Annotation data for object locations

---------------

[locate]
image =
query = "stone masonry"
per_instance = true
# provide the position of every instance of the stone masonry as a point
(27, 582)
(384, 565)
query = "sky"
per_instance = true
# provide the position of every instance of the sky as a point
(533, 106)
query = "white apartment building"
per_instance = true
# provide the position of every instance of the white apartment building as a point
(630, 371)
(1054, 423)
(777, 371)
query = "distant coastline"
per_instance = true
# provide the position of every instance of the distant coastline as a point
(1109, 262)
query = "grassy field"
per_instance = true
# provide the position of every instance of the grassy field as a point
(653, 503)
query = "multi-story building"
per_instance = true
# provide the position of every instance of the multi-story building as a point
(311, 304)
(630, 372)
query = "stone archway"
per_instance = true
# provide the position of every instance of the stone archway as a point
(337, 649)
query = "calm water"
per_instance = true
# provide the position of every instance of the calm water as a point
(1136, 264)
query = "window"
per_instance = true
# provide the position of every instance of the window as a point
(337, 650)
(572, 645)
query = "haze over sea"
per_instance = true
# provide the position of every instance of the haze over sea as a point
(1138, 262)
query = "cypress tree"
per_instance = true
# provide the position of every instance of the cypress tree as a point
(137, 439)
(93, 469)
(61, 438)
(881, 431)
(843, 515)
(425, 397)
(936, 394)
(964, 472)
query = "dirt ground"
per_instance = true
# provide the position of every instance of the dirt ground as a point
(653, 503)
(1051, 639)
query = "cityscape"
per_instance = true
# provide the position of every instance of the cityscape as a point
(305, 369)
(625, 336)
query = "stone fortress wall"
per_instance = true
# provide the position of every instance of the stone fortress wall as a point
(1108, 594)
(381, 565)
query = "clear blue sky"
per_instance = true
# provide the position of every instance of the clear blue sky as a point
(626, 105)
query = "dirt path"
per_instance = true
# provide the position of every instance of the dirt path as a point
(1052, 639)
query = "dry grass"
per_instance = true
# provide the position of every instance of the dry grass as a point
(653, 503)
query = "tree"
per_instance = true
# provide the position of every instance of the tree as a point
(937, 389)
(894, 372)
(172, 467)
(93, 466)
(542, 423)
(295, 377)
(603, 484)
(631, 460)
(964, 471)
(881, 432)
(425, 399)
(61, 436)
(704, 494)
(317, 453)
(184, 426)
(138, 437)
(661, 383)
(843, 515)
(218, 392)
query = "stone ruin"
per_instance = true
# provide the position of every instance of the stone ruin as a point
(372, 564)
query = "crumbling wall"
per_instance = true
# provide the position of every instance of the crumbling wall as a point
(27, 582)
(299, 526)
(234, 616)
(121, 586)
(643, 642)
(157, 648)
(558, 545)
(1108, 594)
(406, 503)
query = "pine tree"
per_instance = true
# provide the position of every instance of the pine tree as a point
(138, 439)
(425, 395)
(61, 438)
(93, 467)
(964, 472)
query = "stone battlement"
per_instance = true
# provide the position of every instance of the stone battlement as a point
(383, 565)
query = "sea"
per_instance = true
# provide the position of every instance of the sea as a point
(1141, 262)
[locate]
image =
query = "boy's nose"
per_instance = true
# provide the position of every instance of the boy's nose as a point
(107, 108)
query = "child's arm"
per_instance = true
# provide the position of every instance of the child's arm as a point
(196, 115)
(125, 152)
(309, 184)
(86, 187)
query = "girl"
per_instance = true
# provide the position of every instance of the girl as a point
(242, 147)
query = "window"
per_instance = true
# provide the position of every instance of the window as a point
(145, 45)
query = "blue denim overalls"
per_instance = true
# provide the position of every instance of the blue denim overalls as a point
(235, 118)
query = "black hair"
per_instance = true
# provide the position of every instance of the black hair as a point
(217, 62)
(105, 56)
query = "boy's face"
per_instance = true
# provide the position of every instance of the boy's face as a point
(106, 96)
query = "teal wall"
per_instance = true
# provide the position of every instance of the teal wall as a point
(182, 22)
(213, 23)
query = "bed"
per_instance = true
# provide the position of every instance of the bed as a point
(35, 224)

---------------

* Short task *
Gather every line of the records above that contains the string "water". A match counts only if its capitalization is identical.

* Finished task *
query = "calm water"
# provide the position of every instance of the calm water as a point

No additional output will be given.